## Task details
Copy every record word for word.

## Materials provided
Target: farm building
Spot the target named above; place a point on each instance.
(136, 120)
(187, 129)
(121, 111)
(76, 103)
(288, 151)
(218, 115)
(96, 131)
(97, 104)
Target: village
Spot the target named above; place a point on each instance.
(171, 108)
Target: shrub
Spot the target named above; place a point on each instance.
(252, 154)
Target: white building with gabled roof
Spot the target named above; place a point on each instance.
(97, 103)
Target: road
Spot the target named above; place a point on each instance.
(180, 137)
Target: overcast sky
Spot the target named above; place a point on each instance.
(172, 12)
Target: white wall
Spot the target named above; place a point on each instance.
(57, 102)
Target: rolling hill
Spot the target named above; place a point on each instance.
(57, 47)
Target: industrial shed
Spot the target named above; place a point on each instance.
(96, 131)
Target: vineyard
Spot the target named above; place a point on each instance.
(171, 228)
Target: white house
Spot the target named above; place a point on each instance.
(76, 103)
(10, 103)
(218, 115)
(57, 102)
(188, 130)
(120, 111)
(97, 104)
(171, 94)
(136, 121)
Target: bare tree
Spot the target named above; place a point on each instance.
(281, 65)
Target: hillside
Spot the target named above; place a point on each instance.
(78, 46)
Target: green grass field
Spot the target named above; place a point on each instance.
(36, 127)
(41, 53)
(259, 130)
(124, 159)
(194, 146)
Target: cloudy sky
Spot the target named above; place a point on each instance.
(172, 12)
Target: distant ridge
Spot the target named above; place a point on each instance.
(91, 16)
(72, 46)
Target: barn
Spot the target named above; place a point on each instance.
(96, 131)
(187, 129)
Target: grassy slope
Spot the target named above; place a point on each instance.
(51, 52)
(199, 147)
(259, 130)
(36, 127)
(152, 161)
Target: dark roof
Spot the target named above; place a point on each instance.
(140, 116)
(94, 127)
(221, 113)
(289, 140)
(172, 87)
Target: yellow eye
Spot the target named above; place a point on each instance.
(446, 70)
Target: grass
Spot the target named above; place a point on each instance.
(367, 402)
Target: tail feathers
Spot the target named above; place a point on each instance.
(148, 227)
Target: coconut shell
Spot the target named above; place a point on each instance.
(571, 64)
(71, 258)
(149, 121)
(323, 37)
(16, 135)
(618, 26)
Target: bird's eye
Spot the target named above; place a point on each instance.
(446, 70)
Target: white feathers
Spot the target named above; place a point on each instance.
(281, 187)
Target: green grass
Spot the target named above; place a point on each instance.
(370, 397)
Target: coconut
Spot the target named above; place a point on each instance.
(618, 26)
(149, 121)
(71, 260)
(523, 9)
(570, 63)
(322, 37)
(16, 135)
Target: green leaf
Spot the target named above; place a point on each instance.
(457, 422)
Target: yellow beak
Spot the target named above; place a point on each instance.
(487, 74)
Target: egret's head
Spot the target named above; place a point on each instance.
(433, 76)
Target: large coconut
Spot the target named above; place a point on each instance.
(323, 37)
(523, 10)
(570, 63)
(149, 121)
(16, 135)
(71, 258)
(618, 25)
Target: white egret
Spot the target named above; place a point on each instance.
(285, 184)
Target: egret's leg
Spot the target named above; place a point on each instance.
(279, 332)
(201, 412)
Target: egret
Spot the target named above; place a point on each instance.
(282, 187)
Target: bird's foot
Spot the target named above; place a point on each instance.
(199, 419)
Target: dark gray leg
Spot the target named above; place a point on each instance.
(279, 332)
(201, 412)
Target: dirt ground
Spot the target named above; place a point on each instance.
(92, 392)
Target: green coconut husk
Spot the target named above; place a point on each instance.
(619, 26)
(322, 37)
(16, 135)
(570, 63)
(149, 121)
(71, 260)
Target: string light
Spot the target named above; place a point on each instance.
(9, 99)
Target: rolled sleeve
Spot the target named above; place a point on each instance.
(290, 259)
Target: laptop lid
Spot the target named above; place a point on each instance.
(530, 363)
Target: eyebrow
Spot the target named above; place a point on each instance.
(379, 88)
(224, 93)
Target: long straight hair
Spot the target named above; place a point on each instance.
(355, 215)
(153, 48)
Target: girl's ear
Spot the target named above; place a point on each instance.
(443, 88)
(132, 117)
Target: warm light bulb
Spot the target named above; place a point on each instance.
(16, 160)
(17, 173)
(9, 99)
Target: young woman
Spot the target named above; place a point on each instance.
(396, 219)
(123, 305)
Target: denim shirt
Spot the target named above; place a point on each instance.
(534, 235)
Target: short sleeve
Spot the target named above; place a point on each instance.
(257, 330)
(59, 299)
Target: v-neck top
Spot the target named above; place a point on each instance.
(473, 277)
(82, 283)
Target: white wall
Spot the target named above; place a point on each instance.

## Task result
Target: farm building
Spot the target named above; place a point on each instance.
(136, 120)
(187, 129)
(121, 111)
(76, 103)
(288, 151)
(218, 115)
(96, 131)
(97, 104)
Target: village
Spot the target named above; place a point on each instance.
(171, 108)
Target: shrub
Spot the target named above; place a point on each instance.
(252, 154)
Target: white building with gabled roof
Spot the target named above; place a point on each instance.
(97, 103)
Target: road
Spot the target named above; place a point on each instance.
(180, 137)
Target: overcast sky
Spot the target named above; place a point on each instance.
(172, 12)
Target: white wall
Spot the target named above; place a point on each instance.
(57, 102)
Target: rolling hill
Spot the target named above; place a point on each instance.
(57, 47)
Target: industrial shed
Spot the target named above; place a point on each instance.
(96, 131)
Target: vineyard
Spot the target named above; place a point on each instance.
(171, 228)
Target: white house
Spot the target named above; place a point on each instance.
(76, 103)
(10, 103)
(218, 115)
(57, 102)
(188, 130)
(120, 111)
(97, 104)
(171, 94)
(136, 121)
Target: bare tree
Spot the target named above; place a point on each instance.
(281, 65)
Target: hillside
Spot the target named above; place a point on each instance.
(78, 46)
Target: green grass field
Spot the target named above; place a point on each instance.
(36, 127)
(41, 53)
(259, 130)
(124, 159)
(194, 146)
Target: cloudy sky
Spot the target named above; place a point on each instance.
(172, 12)
Target: distant ridge
Spot the target named above; place a point on each instance.
(91, 16)
(72, 46)
Target: barn
Spot the target named above; place a point on each instance.
(96, 131)
(187, 129)
Target: grassy slope
Spot the target named above; place a point on each instance.
(51, 52)
(199, 147)
(259, 130)
(36, 127)
(152, 161)
Target: dark roof
Spot the target named above; place a point on each instance.
(140, 116)
(94, 127)
(221, 113)
(289, 140)
(172, 87)
Target: yellow eye
Spot the target named above; place a point on each instance.
(446, 70)
Target: grass
Spot the target named above; place a point on each instance.
(367, 402)
Target: tail feathers
Spot the target named above; place a point on each instance.
(148, 227)
Target: coconut shell
Spot the target named above; place a point on each instance.
(571, 64)
(71, 258)
(149, 121)
(323, 37)
(16, 135)
(618, 26)
Target: bird's eye
Spot the target named above; place a point on each instance.
(446, 70)
Target: white feathers
Spot the target named above; place a point on each instance.
(281, 187)
Target: green grass
Spot the target named above; place a point on each instance.
(370, 397)
Target: coconut
Spot the target named above; place a point on each instance.
(618, 26)
(149, 121)
(71, 260)
(523, 9)
(570, 63)
(322, 37)
(16, 135)
Target: green leaf
Spot the target named above; place a point on each instance.
(457, 422)
Target: yellow beak
Spot the target named above; place a point on each instance.
(487, 74)
Target: egret's head
Spot the target named above; place a point on each instance.
(433, 76)
Target: large coconut
Spot the target named above; place a point on each instance.
(323, 37)
(523, 10)
(570, 63)
(149, 121)
(16, 135)
(71, 258)
(618, 25)
Target: white egret
Spot the target named above; place a point on each instance.
(285, 184)
Target: egret's leg
Spot the target named above; place a point on each instance.
(279, 332)
(201, 412)
Target: egret
Spot the target named above; place a point on each instance.
(282, 187)
Target: bird's foot
Spot the target named above; place a point on each instance.
(199, 419)
Target: dark gray leg
Spot the target named above; place a point on each instance.
(279, 332)
(201, 412)
Target: dirt ground
Spot the target named above; place a point on each instance.
(92, 392)
Target: green coconut husk
Spot the target named above; place a point on each instance.
(619, 26)
(322, 37)
(16, 135)
(570, 63)
(149, 121)
(71, 260)
Target: string light
Spot the target named above; place a point on each instance.
(9, 99)
Target: rolled sleeve
Spot the target named above; place a point on each instance.
(290, 259)
Target: laptop lid
Spot the target named above; place a point on each instance.
(530, 363)
Target: eyebrow
Spot the target named above; place a point on each instance.
(379, 88)
(224, 93)
Target: long straight hair
Spot the target named above; place a point on each instance.
(355, 215)
(153, 48)
Target: girl's ear
Spot the target named above; place a point on each instance.
(443, 88)
(132, 117)
Target: warm light bulb
Spot the target named above; place a point on each instance.
(16, 160)
(17, 173)
(9, 99)
Target: young woman
Spot the target named above; place a point on each instance.
(396, 219)
(123, 305)
Target: denim shirt
Spot the target named above; place a point on each instance.
(534, 235)
Target: short sleeve
Spot the target named above; place a point on each instance.
(257, 330)
(59, 299)
Target: v-neck top
Spot the target named above; place a point on each instance.
(473, 277)
(82, 283)
Target: white wall
Spot the target named above; place a point on each instance.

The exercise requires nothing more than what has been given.